(PASSAGE)

You mean like lucid dreaming? That wouldn’t work too well; when you’re dreaming everything beyond your own body is nothing more than a shadow of what you expect to perceive and behaves in strange ways.
Well, the VR machine makes it so you experience things exactly the way you want.
Now that I’ve been thinking, maybe the VR machine can let people play FPS video games with each-other, but make it as if they’re actually shooting each-other in real life. Players are put into a VR world, given a choice of weapons, and have to kill each-other. When someone dies, they wake up.
I’m starting to wish creating this VR machine was possible lol.
Honestly, until technology gets to the point you are describing, the vast majority of vr-esque attempts such as kinect, occulus rift, etc. will suck. the key to virtual reality is the virtual aspect: actual movement of the body makes it all a gimmick. It’ll be really cool when it can interpret brain signals as player movements as opposed to physical movements as player movements. Until then I’m not bothering with it all.
It’d be really cool if a machine actually used your brain as the computer to generate the 3d worlds you were going to explore. The brain of course operates entirely differently than arranging polys and tris, however if there were a way to effectively translate one to the other it’d be very cool. Smarter people (if it would in fact correlate) could brag about getting better frames.

(End PASSAGE)

> **EXERCISE AIM**: Continue the discussion above about a virtual reality machine, beginning right after its last comment.

(DATA SECTION)

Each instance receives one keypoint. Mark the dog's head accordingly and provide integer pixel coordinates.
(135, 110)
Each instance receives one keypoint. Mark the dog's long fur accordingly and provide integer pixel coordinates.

(End DATA SECTION)

> **EXERCISE RESULT**:
Actual movement makes it a gimmick? I would consider actual movement essential to the VR experience. Your movements in real life translate directly into the virtual world: hence, virtual reality. If you’re chillin’ in a chair controlling a player with your brain, that’s a layer of I’m-not-actually-there that moving around directly in the virtual world is free of.
Which is why I’m pretty pumped for the Oculus Rift/Virtuix Omni combo.
The problem is there’s no way to effectively translate physical movement into virtual movement. You end up with stupid stuff like the feeling of walking in place, stock gestures not matching animations, etc.
My point is that, if done properly, sitting on a couch controlling a player no longer becomes sitting on a couch, it becomes standing in C17 running from the combine. The physical aspect ruins the immersion because it’s dependent entirely on the physical world and its limitations which creates a gap between it and the virtual world.
what about if instead of texting everybody stabbed a bit of paper with their message onto front doors with daggers
society would shred itself into classes based on whether you use a tomahawk instead. obama gets a fuckin claymore
Haha.
Another one: nanobots that heal wounds. Inject them inside you, and any missing tissue or whatever is restored. Downside is, it may be a double edged sword, as it could cause cancer if something goes wrong in their programming (replicating cells going awry).
Wait, so Naomi’s super cancer in MGS4 actually has basis in fact? Who woulda thunk it.
Robbing a bank and the underwear win the thread imo.
As for what was posted above concerning my idea, I believe you’re right. In all honesty of that idea were to be attempted, and (let’s just say M$ and the other big game companies accepted it) it were to be successful, the base would definitely need to be one HELL of a computer to perform as well as necessary, as well as maintain adaptability amongst different consoles/games.
Yeah, when people invent teleportation technology, I’m going to invent a “hoseless hose,” so people can water their damn plants without that silly, cumbersome hose.
Yes, it would be nice if we had incredibly advanced medical technology that can cure anything.
And, K3nny, pretty sure he has no idea what he’s talking about with the cancer thing. AFAIK they could only really do that if they start changing around the DNA in random cells, which seems very unlikely.
I want wireless electricity!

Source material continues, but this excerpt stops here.